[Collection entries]
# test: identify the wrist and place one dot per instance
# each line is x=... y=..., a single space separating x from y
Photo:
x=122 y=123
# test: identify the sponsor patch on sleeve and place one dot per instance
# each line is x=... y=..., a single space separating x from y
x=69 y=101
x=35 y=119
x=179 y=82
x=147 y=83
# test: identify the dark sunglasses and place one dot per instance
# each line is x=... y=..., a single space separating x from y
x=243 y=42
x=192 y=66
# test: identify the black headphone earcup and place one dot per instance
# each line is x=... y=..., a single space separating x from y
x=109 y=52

* * *

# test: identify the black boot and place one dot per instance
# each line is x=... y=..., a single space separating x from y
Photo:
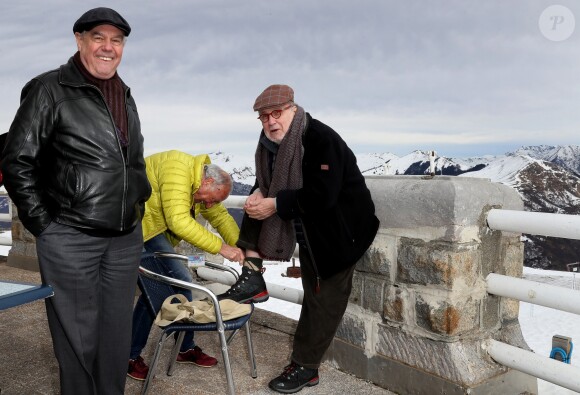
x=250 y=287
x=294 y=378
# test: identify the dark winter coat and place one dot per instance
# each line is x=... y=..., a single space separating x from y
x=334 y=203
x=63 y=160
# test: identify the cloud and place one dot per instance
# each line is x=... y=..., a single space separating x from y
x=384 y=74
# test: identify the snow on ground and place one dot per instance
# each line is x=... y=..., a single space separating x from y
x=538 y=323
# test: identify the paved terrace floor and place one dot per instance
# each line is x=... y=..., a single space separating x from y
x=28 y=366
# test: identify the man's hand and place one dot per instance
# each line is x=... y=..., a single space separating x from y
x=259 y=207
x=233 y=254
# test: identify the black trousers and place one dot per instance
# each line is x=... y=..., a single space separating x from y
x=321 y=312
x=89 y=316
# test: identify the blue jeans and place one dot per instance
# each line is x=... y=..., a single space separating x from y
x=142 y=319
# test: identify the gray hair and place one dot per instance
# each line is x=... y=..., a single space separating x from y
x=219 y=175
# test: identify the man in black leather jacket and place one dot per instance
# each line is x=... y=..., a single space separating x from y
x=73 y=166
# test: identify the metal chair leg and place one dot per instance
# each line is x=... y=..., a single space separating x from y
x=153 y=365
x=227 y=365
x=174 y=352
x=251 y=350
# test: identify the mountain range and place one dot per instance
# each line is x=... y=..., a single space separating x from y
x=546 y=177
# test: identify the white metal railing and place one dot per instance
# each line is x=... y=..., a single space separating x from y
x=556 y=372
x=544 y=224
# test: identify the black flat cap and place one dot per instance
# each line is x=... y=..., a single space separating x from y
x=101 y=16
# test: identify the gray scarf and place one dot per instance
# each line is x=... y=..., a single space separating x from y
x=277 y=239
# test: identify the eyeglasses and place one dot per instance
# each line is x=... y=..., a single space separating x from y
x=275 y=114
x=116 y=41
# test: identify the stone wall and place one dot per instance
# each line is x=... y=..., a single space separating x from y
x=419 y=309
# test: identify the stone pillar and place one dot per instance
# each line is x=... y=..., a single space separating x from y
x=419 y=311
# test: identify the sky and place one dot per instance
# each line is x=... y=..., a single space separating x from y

* * *

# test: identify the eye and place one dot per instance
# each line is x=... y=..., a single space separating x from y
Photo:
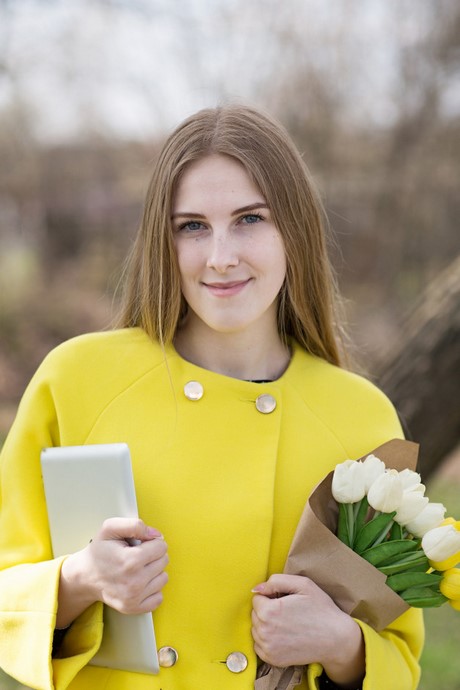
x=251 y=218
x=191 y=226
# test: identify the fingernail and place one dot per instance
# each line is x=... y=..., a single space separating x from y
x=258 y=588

→ **GOAL OF THE EXERCISE**
Return, in full, every line of these entries that holds "metal".

→ **RESULT OF THE TASK**
# test: identify the metal chair leg and place one dot per instance
# test: identify the white metal railing and place one dot per instance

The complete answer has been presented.